• [GOAL]:
Copy the following entries in full, changing every "comma-separated" to "comma-delimited" and leaving all other text unchanged.

• [DATA]:
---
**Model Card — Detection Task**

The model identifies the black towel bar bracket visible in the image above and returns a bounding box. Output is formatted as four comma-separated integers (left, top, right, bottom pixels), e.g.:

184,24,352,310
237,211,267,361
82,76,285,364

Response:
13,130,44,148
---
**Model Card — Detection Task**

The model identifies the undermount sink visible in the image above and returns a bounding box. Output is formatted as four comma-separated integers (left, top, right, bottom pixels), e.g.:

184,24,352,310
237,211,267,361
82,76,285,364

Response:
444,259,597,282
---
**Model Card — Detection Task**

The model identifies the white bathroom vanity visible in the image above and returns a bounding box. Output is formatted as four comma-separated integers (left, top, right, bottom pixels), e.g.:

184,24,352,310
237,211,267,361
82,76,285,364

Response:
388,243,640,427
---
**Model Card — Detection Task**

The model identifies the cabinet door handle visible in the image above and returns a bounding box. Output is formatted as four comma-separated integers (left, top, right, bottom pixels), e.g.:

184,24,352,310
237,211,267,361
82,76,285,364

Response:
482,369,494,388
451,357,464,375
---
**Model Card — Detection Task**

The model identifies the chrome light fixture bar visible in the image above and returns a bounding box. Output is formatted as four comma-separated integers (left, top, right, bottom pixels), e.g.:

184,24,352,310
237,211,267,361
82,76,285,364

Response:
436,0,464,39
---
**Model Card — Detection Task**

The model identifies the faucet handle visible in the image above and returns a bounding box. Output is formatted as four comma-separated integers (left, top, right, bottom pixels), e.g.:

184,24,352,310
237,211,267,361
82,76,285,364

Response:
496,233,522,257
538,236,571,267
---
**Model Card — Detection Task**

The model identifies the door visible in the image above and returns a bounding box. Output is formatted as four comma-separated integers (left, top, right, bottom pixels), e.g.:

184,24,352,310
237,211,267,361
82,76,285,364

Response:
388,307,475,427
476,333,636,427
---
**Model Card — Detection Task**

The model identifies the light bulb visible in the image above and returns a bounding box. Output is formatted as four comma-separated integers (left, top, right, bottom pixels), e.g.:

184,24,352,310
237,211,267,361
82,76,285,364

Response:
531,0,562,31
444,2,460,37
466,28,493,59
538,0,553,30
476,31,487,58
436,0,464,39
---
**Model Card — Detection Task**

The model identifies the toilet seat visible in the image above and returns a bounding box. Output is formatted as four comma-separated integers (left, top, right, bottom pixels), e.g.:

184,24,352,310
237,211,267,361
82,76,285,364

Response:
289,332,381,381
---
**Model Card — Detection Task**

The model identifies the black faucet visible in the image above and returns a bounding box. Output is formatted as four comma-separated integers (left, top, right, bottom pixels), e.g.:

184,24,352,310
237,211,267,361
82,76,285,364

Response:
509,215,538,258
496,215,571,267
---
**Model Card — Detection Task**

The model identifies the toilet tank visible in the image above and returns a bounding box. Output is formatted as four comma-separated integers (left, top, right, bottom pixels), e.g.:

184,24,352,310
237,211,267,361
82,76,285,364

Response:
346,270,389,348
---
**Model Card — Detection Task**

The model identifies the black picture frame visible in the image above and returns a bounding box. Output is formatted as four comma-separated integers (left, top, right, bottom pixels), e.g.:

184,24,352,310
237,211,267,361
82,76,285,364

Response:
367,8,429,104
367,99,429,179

• [OUTPUT BELOW]:
---
**Model Card — Detection Task**

The model identifies the black towel bar bracket visible in the image above and returns a bounding box. Output is formatted as four comma-delimited integers (left, top, right, bottom pixels), e.g.:

184,24,352,310
237,211,267,361
82,76,285,364

Response:
13,130,44,148
---
**Model Card — Detection Task**

The model identifies the undermount sink visible in the image above and returns a bounding box. Output is formatted as four comma-delimited integers (left, top, right, bottom pixels), e.g.:

184,24,352,310
237,211,267,361
82,76,285,364

Response:
444,259,597,282
---
**Model Card — Detection Task**

The model identifies the white bathroom vanity visible in the image above and returns a bounding box. Output is formatted as four comma-delimited integers (left, top, right, bottom pixels), e.g.:

184,24,352,310
237,211,267,361
82,76,285,364

Response:
388,243,640,427
---
**Model Card — Detection Task**

The model identifies the cabinet door handle visible in the image above and returns a bounding box. Output is formatted as four comma-delimited integers (left, top, right, bottom pixels), e.g.:

184,24,352,310
237,211,267,361
82,76,285,364

Response:
482,369,494,388
451,357,464,375
---
**Model Card — Detection Task**

The model identifies the chrome light fixture bar visible in the image above and returns a bounding box. Output is formatted as four comma-delimited integers (left, top, right, bottom pixels), e.g.:

184,24,352,310
237,211,267,361
82,76,285,364

Response:
436,0,464,39
---
**Model Card — Detection Task**

The model identifies the faucet handle visible in the image above and returns a bounding box. Output is formatted as four comma-delimited integers (left, top, right, bottom pixels), e.g.:

184,24,352,310
237,211,267,361
82,76,285,364

Response:
496,233,522,257
538,236,571,267
---
**Model Card — Detection Task**

The model identifies the door visible in the image above and returns a bounding box. Output is formatted as four comma-delimited integers (left, top, right, bottom pixels), e.g.:

184,24,352,310
237,211,267,361
82,76,285,364

Response:
388,307,475,427
476,333,636,427
---
**Model Card — Detection Task**

The model identifies the light bulb visible in the image above and returns a bounding box. Output is formatted as four comma-delimited integers (left, top, right, bottom pixels), e.g.:

184,24,352,310
237,211,267,361
82,76,285,364

Response:
531,0,562,31
444,2,460,37
466,28,493,59
538,0,553,30
476,31,487,58
436,0,464,39
---
**Model Card — Detection Task**

The model identifies the toilet seat visible in the image above and returns a bounding box. Output is formatted as four comma-delimited integers (left, top, right, bottom pixels), e.g.:

184,24,352,310
237,211,267,361
82,76,285,364

Response:
289,332,381,381
---
**Model Card — Detection Task**

The model identifies the black faucet visible in the image above and returns a bounding box. Output is formatted as four comma-delimited integers (left, top, right, bottom pixels), e.g.:

184,24,352,310
237,211,267,361
82,76,285,364

Response:
509,215,538,258
496,215,571,267
---
**Model Card — Detection Task**

The model identifies the toilet tank visible in the image above and returns a bounding box. Output is formatted as four comma-delimited integers (left, top, right, bottom pixels), e.g.:

184,24,352,310
237,211,267,361
82,76,285,364

Response:
346,270,389,348
---
**Model Card — Detection Task**

The model identifies the black picture frame visible in the image above and returns a bounding box. Output is formatted as four comma-delimited integers (left, top, right, bottom pixels), e.g.:

184,24,352,310
237,211,267,361
82,76,285,364

Response:
367,8,429,104
367,99,429,179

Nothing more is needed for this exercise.